### Избранный отрывок:
Одним словом, уже самые первые драматургические опыты засвидетельствовали интерес Чехова к театру, его незаурядное дарование, а в случае с "Безотцовщиной" и уникальный дебют, растянувшийся почти на столетие.
Личное знакомство Чехова с театральной Москвой произошло в 1877 году, когда он приехал на каникулы навестить своих родных. И далее – уже на протяжении всей жизни Чехов будет неизменно интересоваться театральным делом, репертуаром, вопросами актерского мастерства, составом труппы и т. д.
В студенческие годы он напишет на эти темы многочисленные рецензии, сценки, фельетоны, очерки.
Уже в начале 80-х годов у него появляются рассказы, которые имеют подзаголовок "Сценки" ("Дипломат", "Интеллигентное бревно", "Жених и папенька", "Утопленник", "После бенефиса" и многие другие). В них главный акцент сделан на диалогах героев. Авторский комментарий лаконичен и максимально приближен к ремаркам. В этом секрет того, почему многие рассказы Чехова и по сей день инсценируются и экранизируются. Они по-настоящему сценичны.
К 80-м годам русский театр оказался в кризисе, одна из главных причин которого – слабый репертуар. Подмостки заполнили пьесы бездарных авторов. Рутина и репертуарное убожество, актерский застой, нашествие "драмоделов" (так называли штатных драматургов), – всё это не могло не волновать Чехова.
Так называемая "театральная" тема обильно представлена в прозе Чехова. Он смеется над бескультурием и ремесленничеством, которые засорили русские театральные подмостки. Чехов иронизирует над актерской неприспособленностью к жизни, пьянством и дикими нравами артистов, типа трагика Унылова и "благородного отца" Тигрова? ("После бенефиса"), "даровитого артиста" Брамы-Глинского (в миру – Гуськова), который, будучи в прюнелевых полусапожках, в перчатке на левой руке и с сигарой во рту, издавая запах гелиотропа, – "тем не менее всё-таки сильно напоминал путешественника, заброшенного в страну, где нет ни бань, ни прачек, ни портных…" ("Актерская гибель").
Впрочем, всё это были вполне подходящие исполнители для "новейших драм", где переносилось на сцену "всё, что только есть в природе самого страшного, самого горького, самого кислого и самого ослепительного". Где "герои и героини бросаются в пропасти, топятся, стреляются, вешаются, заболевают водобоязнью… Умирают они обыкновенно от таких ужасных болезней, каких нет даже в самых полных медицинских учебниках".

### Учебный материал:
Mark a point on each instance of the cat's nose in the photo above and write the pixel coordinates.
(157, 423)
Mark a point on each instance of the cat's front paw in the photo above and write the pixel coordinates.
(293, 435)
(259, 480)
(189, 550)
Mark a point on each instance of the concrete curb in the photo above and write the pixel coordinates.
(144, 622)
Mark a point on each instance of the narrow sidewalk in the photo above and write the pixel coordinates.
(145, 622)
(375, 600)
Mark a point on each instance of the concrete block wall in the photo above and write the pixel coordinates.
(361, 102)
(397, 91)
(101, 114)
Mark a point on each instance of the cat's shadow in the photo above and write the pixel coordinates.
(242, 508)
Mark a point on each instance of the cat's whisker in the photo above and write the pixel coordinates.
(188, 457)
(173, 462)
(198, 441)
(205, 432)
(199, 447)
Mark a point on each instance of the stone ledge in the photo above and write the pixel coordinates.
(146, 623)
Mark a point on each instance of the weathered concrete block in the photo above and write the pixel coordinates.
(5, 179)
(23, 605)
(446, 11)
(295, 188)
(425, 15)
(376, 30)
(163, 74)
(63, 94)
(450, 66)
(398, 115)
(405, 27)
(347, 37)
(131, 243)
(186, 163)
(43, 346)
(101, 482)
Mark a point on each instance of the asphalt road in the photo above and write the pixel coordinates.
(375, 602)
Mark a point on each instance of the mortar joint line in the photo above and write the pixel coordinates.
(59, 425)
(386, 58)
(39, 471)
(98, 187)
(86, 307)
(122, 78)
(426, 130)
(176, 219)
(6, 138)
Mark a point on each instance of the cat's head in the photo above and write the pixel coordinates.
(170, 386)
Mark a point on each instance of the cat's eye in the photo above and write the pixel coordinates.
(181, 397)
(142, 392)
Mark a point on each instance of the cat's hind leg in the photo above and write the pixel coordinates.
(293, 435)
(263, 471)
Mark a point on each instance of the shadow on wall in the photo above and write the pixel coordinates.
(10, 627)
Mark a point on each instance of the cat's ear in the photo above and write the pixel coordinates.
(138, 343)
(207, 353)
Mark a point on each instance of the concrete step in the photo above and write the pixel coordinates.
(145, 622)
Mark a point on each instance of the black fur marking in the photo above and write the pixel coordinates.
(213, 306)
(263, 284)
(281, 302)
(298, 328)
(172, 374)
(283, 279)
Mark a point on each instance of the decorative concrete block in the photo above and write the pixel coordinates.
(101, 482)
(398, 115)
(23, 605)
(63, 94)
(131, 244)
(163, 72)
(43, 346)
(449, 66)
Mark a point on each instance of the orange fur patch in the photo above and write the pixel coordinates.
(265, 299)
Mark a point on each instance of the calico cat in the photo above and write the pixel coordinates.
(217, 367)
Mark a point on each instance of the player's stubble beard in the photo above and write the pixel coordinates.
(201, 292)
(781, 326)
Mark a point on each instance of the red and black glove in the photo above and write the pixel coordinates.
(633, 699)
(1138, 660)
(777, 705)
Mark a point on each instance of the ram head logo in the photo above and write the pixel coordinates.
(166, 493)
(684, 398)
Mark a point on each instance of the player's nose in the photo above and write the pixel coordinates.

### Задания:
(a) Выпишите из отрывка о Чехове и театре фрагмент от «Одним словом, уже» до «труппы и т. д.».
(b) Напишите, пожалуйста, продолжение отрывка о Чехове и театре, начиная после его последнего предложения.

### Ответы:
(a)
Одним словом, уже самые первые драматургические опыты засвидетельствовали интерес Чехова к театру, его незаурядное дарование, а в случае с "Безотцовщиной" и уникальный дебют, растянувшийся почти на столетие.
Личное знакомство Чехова с театральной Москвой произошло в 1877 году, когда он приехал на каникулы навестить своих родных. И далее – уже на протяжении всей жизни Чехов будет неизменно интересоваться театральным делом, репертуаром, вопросами актерского мастерства, составом труппы и т. д.

(b)
При этом "модный эффект" достигается соединением самых немыслимых психологических и психопатических вывертов. На сцене просто – "дым коромыслом", потому что героиня, к примеру, "может в одно и то же время плакать, смеяться, любить, ненавидеть, бояться лягушек и стрелять из шестиствольного револьверища системы Бульдог… и всё это в одно и то же время!" ("Модный эффект").
Между тем, были у русского театра "вершины", которые, как считал Чехов, должны быть в поле зрения драматургов: Фонвизин, Грибоедов, Гоголь, Тургенев, Островский. Это была настоящая "школа жизни".
И Чехов негодует на то, что из "школы" театр превратился в "сыпь, дурную болезнь городов", что он теряет своё предназначение. Театр надо спасать. Спасение же, в этом был убежден писатель, – в большой, настоящей литературе. В долгосрочном репертуаре. Ведь актеры были, и актеры большие, великие: Самарин и Федотова, Савина и Комиссаржевская, Давыдов и Свободин.
Надо, объединившись, поднимать театральную культуру, возвращать утраченные завоевания. Надо ломать театральную рутину, искать новые формы, новый язык, который позволил бы со сцены вести разговор на темы, действительно для зрителя важные.
О первой пьесе, увидевшей свет рампы, – драме "Иванов" (1887, 1888–1889 г.г.) мы уже говорили в связи с темой "лишнего человека" и вообще – чувством неудовлетворенности жизнью, которое было разлито в среде русской интеллигенции и в душе самого Чехова "досахалинского" периода.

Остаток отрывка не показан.